Exercise details
In the text on Zimbabwe's economy, how high did the country's annual inflation get in August, according to the IMF?

Josh Mock, BA Arabic and Persian
The UN estimates that half of Zimbabwe’s population of 8.5 million will be food insecure by 2020.
Hopes that the President of Zimbabwe, Emmerson Mnangagwa, can bring about economic renewal to the south African nation are dwindling after the country’s annual inflation reached nearly 300% in August, according to the International Monetary Fund (IMF). The economic crisis has given rise to a deterioration of living standards, including energy shortages and rapidly rising food prices. The UN estimates that half of Zimbabwe’s population of 8.5 million will be food insecure by 2020.
Zimbabwe’s economy has seen a difficult year – both in terms of policy and external factors. According to the IMF, ‘severe weather shocks’ affecting the country this year have hampered production, with droughts and cyclone Idai affecting agriculture and electricity generation. Meanwhile, attempts by the government to reduce the deficit through policies known as ‘fiscal consolidation’ have slowed growth. Although the government blames western sanctions for thwarting economic recovery and deterring investment, the weakening of confidence in the government and their policies has increased the pressure on exchange rates. Furthermore, opponents of Mnangagwa accuse the President of lacking commitment to political reform, and have criticised his use of heavy-handed tactics to clamp down on anti-government protests, further exacerbating distrust in the government.

Dataset content
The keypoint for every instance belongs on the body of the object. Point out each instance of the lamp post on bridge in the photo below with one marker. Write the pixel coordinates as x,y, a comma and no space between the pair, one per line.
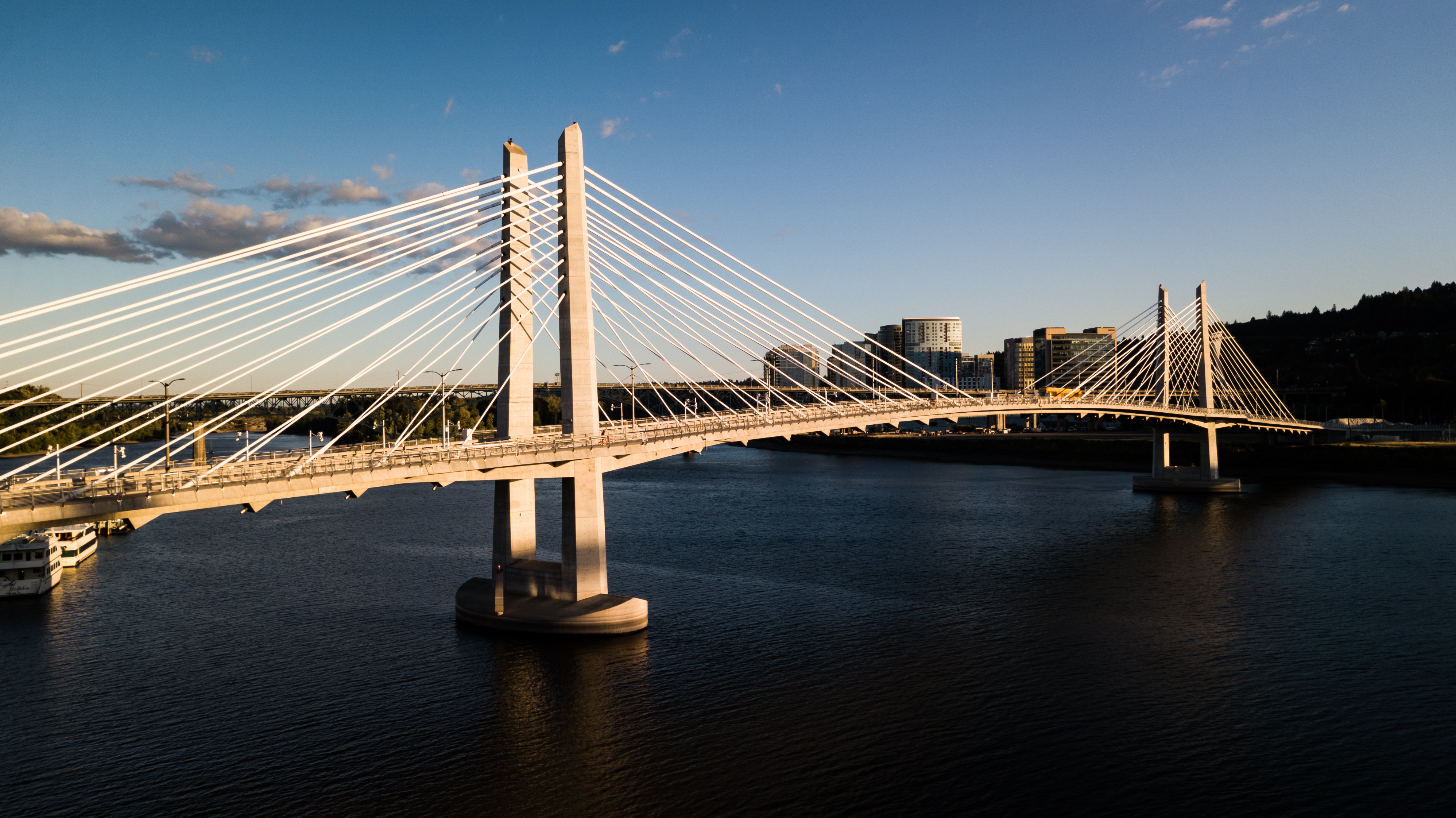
632,388
445,425
167,421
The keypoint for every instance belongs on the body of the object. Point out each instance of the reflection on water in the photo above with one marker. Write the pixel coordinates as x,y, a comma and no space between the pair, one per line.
830,635
562,709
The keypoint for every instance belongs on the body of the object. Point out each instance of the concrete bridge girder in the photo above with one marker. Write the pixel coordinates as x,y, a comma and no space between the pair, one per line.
542,463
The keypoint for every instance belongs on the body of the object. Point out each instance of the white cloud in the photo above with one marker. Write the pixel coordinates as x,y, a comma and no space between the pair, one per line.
35,235
1212,24
207,229
286,193
353,191
421,191
1161,79
180,181
675,47
1289,13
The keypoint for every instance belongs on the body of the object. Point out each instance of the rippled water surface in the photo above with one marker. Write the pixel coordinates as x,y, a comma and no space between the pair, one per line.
830,637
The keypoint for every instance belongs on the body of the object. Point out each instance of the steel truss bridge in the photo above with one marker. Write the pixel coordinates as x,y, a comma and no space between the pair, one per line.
561,266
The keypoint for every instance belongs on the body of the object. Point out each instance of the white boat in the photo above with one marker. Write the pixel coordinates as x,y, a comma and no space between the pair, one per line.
78,542
30,565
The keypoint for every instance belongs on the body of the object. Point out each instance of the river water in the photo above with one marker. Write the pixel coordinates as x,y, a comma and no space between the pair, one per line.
830,637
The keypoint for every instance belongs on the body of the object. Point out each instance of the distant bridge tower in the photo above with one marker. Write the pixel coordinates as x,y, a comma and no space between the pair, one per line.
1164,476
525,593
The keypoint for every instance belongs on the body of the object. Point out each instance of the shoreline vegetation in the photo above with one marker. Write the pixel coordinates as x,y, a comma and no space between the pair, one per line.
1414,465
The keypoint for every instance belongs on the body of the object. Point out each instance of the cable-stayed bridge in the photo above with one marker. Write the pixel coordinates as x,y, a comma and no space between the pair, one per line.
551,266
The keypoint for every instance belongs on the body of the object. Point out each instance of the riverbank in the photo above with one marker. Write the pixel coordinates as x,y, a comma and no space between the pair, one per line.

Your response
Nearly 300%.